Что сделать:
(a) Перескажите отрывок о Ялте в двух предложениях.
(b) Выпишите из записей все строки, в которых есть слово «island».

Исходный отрывок:
- - -
В Гурзуфе я очень много мог бы сделать за жизнь. А вне его я, вероятно, буду собираться да собираться, пока не придет пора собираться в другие миры…

Роскошь появления Ялты ни с чем не сравнить. Вот она - живая мозаика в долинах. Похожа на полуоткрытую книгу, поставленную торчком.

И солнце выглянуло, словно спохватилось. И весело стало. И усмешливо-задорно промелькнуло в мозгу: “Я люблю тебя, жизнь!..”

 

Солнце может быть хмельным, оно может звучать, - и кто хочет подкараулить симфонии солнца, пусть приезжает в Ялту в конце зимы. Минута жизни - минута радости. Иного счета нет. Небо свободно-необъятное и необъятно-свободное. Не засыпающая природа глядит с веселым прищуром. Кипарисы восхищенно жмурятся. Силы земли, солнца и моря переполняют всех сущих.
- - -
Строки:

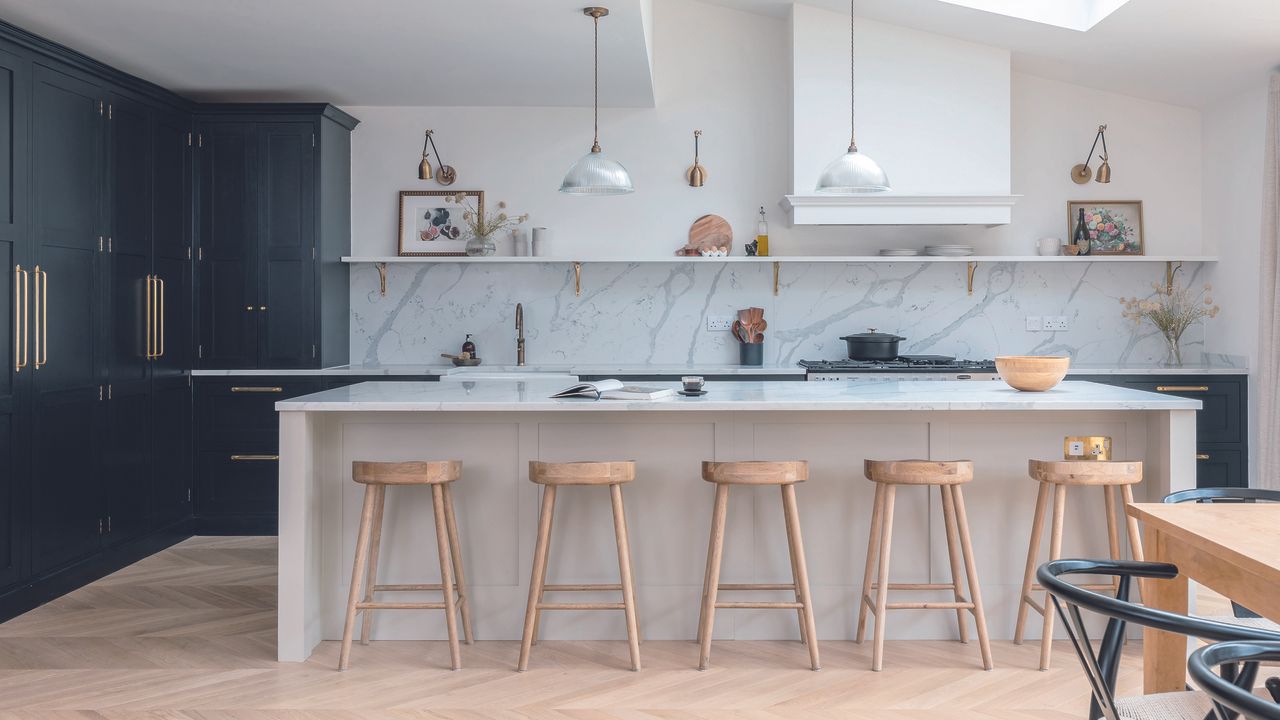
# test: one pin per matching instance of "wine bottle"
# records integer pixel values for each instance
(762, 236)
(1080, 237)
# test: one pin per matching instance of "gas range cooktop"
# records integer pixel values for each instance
(903, 364)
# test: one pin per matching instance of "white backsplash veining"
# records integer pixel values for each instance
(657, 313)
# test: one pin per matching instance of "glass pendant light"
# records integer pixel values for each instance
(594, 173)
(853, 173)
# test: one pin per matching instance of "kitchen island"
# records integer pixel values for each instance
(496, 427)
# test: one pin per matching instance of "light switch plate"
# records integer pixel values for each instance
(720, 323)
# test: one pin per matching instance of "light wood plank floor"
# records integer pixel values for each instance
(190, 633)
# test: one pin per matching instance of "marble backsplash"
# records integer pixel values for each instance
(656, 313)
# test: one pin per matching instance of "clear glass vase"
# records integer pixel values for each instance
(481, 246)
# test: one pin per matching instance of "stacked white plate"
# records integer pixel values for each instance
(949, 250)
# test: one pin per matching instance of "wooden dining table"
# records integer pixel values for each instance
(1233, 548)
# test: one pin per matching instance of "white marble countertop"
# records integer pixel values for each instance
(506, 396)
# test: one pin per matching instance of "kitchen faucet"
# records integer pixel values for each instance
(520, 335)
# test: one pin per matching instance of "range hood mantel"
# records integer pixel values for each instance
(900, 209)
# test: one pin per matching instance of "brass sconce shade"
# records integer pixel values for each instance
(696, 173)
(853, 173)
(1082, 173)
(594, 173)
(444, 174)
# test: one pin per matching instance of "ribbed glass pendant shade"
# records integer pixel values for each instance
(853, 173)
(597, 174)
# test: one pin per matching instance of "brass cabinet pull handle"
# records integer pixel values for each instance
(41, 317)
(149, 319)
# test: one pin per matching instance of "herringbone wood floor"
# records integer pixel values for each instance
(190, 633)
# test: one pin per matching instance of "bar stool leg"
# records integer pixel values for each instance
(949, 520)
(1032, 554)
(795, 573)
(629, 600)
(375, 543)
(458, 575)
(539, 574)
(801, 579)
(1055, 551)
(872, 551)
(442, 543)
(713, 565)
(979, 615)
(357, 570)
(882, 582)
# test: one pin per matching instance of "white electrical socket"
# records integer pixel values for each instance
(720, 323)
(1055, 323)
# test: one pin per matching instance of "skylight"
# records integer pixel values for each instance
(1070, 14)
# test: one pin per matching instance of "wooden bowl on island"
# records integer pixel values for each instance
(1032, 373)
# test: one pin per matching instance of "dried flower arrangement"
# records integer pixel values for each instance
(1171, 310)
(484, 224)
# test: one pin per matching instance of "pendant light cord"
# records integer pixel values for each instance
(853, 103)
(595, 101)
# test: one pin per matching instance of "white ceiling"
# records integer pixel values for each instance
(516, 53)
(1180, 51)
(528, 53)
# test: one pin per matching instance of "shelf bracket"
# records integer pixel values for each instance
(1170, 270)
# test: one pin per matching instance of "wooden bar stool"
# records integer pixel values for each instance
(757, 473)
(1056, 475)
(376, 477)
(553, 475)
(947, 477)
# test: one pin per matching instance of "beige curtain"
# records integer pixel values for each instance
(1269, 327)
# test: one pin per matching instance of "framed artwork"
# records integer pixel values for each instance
(430, 223)
(1115, 226)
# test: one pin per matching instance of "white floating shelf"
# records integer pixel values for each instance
(845, 259)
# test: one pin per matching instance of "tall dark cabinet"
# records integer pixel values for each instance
(273, 290)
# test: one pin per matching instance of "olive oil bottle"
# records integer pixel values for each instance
(762, 236)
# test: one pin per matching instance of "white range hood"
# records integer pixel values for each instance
(932, 110)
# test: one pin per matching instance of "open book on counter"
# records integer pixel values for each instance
(615, 390)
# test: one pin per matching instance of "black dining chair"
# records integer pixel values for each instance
(1233, 659)
(1242, 614)
(1101, 668)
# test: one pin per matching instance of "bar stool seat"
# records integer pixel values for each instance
(376, 477)
(1056, 477)
(553, 475)
(949, 477)
(784, 474)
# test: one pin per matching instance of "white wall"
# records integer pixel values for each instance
(1234, 144)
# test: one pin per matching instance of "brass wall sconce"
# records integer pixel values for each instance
(1082, 173)
(444, 174)
(696, 173)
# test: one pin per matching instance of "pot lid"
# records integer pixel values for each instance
(872, 336)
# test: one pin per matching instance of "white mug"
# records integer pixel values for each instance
(1048, 245)
(542, 242)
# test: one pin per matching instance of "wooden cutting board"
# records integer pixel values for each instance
(708, 232)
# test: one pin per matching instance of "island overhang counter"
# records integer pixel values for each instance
(497, 427)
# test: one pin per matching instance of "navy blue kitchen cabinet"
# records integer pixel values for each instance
(274, 224)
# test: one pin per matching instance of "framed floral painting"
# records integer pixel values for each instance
(1115, 227)
(430, 222)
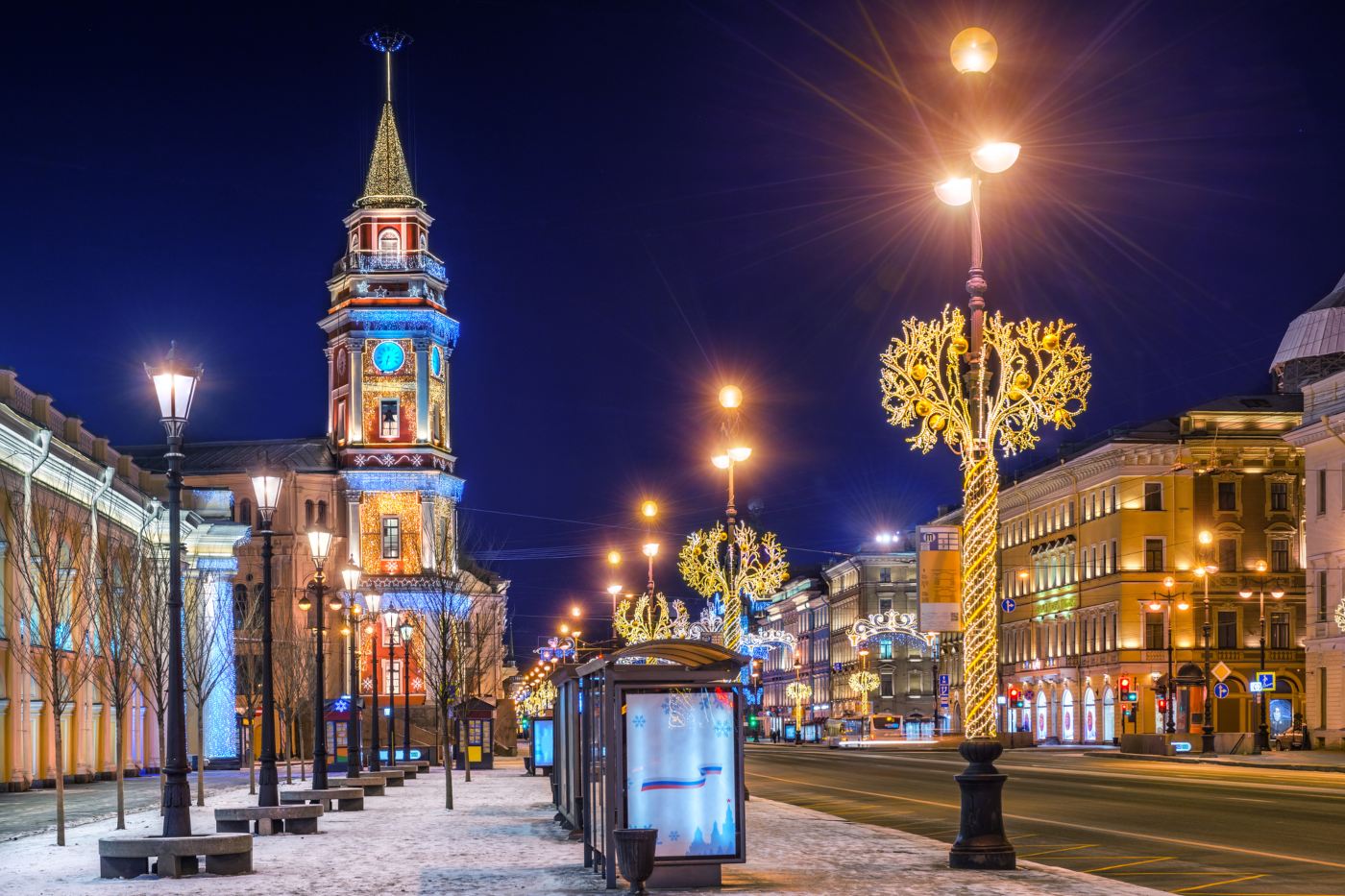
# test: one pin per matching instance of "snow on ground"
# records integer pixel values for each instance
(501, 839)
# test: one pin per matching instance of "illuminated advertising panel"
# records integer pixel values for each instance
(544, 742)
(682, 774)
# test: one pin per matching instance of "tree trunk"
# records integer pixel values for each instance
(441, 729)
(201, 754)
(121, 774)
(61, 778)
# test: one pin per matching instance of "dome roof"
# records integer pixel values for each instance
(1314, 343)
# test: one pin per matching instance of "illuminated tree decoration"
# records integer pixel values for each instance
(864, 681)
(1028, 373)
(645, 619)
(737, 567)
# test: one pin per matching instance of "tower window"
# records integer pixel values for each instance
(392, 539)
(389, 417)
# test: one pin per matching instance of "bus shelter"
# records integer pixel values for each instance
(565, 770)
(661, 747)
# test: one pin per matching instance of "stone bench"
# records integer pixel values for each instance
(372, 784)
(349, 799)
(269, 819)
(396, 777)
(178, 856)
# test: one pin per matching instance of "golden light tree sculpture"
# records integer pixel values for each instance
(648, 619)
(978, 399)
(864, 682)
(736, 564)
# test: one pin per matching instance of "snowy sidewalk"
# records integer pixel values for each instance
(501, 839)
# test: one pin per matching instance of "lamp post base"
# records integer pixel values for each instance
(981, 837)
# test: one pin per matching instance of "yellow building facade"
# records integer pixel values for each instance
(1087, 549)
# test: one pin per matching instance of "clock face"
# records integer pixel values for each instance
(389, 356)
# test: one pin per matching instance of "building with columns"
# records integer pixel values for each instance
(98, 496)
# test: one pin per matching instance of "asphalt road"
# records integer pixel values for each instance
(1186, 829)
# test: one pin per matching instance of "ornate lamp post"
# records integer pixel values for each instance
(1263, 724)
(354, 736)
(1204, 573)
(1163, 600)
(175, 386)
(373, 603)
(406, 630)
(319, 543)
(266, 485)
(392, 618)
(978, 392)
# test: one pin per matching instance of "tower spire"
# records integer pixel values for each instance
(389, 182)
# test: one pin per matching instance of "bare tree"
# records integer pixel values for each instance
(114, 626)
(151, 644)
(206, 653)
(53, 608)
(293, 678)
(248, 667)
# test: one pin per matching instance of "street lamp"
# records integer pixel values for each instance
(1204, 573)
(373, 603)
(319, 544)
(266, 485)
(1263, 725)
(981, 385)
(406, 630)
(175, 386)
(1161, 600)
(354, 736)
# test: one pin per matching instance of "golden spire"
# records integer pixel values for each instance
(389, 182)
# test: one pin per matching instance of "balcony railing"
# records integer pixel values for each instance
(390, 262)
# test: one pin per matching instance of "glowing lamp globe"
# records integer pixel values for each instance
(995, 157)
(954, 191)
(974, 50)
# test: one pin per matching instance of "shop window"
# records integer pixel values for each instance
(392, 539)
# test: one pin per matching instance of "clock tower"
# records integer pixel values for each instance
(389, 345)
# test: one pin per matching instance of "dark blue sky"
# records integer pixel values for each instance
(639, 201)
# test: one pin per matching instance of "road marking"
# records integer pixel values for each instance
(1093, 829)
(1219, 883)
(1060, 849)
(1142, 861)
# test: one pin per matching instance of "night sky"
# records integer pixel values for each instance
(639, 201)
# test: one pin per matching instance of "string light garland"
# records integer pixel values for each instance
(1026, 375)
(735, 566)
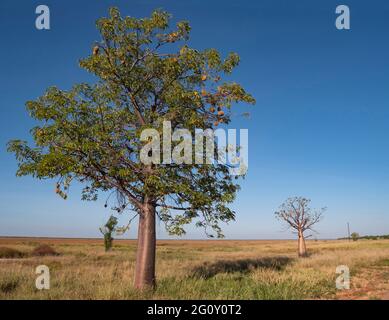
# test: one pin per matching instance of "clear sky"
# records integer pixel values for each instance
(319, 128)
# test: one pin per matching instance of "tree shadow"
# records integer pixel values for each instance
(208, 270)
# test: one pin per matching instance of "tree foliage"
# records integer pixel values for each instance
(298, 215)
(146, 74)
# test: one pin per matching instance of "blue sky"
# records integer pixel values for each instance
(319, 128)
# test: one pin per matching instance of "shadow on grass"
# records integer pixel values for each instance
(209, 270)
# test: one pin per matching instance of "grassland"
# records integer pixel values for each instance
(198, 270)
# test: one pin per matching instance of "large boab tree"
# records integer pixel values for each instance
(91, 133)
(300, 217)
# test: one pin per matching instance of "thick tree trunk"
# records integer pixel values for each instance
(145, 258)
(302, 247)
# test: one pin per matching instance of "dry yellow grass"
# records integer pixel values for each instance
(198, 270)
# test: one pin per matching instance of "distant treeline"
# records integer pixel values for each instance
(385, 236)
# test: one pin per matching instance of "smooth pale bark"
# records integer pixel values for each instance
(145, 257)
(301, 245)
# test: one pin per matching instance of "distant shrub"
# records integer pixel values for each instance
(44, 250)
(9, 253)
(8, 285)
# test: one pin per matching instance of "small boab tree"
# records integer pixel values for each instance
- - -
Решения:
(a) В отрывке говорится, что в Гурзуфе можно было бы многое сделать за жизнь, а появление Ялты, похожей на поставленную торчком полуоткрытую книгу, ни с чем не сравнить. В конце зимы солнце в Ялте может быть хмельным и звучать, а силы земли, солнца и моря переполняют всех сущих.

(b)
# test: one pin per matching instance of "kitchen island"
# test: one pin per matching instance of "wooden bowl on island"
# test: one pin per matching instance of "island overhang counter"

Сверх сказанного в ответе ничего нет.